ロシア学事始ロシアの君主リューリク家人名録系図人名一覧

リューリク家人名録

イズャスラーフ・ヤロスラーヴィチ

Изяслав Ярославич

トゥーロフ公 князь Туровский (-1052)
ノーヴゴロド公 князь Новгородский (1052-54)
キエフ大公 великий князь Киевский (1054-67、69-73、77-78)

生:1024
没:1078.10.03−ネジャーティナ・ニーヴァ(チェルニーゴフ近郊)

父:キエフ大公ヤロスラーフ賢公 (キエフ大公ヴラディーミル偉大公
母:インゲゲルド (スウェーデン王オロフ課税王)

結婚:1044?
  & ゲルトルーダ/エリザヴェータ 1025?-1108(ポーランド王ミェシュコ2世)

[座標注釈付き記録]
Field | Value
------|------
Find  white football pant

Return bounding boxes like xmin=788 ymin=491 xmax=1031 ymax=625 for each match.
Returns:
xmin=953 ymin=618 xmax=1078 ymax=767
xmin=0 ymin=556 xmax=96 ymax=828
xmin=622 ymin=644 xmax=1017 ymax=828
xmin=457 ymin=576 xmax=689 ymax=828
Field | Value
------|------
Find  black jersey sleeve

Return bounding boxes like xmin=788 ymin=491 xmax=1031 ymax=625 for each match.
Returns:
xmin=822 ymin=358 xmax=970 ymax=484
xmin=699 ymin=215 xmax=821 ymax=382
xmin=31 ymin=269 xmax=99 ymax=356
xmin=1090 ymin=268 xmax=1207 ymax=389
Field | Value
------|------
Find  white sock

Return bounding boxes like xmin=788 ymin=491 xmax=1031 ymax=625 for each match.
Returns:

> **課題**: 上にあるイズャスラーフ・ヤロスラーヴィチの人名録を、一字一句変えずに全文抜き出す。

> **解答**:
ロシア学事始ロシアの君主リューリク家人名録系図人名一覧

リューリク家人名録

イズャスラーフ・ヤロスラーヴィチ

Изяслав Ярославич

トゥーロフ公 князь Туровский (-1052)
ノーヴゴロド公 князь Новгородский (1052-54)
キエフ大公 великий князь Киевский (1054-67、69-73、77-78)

生:1024
没:1078.10.03−ネジャーティナ・ニーヴァ(チェルニーゴフ近郊)

父:キエフ大公ヤロスラーフ賢公 (キエフ大公ヴラディーミル偉大公
母:インゲゲルド (スウェーデン王オロフ課税王)

結婚:1044?
  & ゲルトルーダ/エリザヴェータ 1025?-1108(ポーランド王ミェシュコ2世)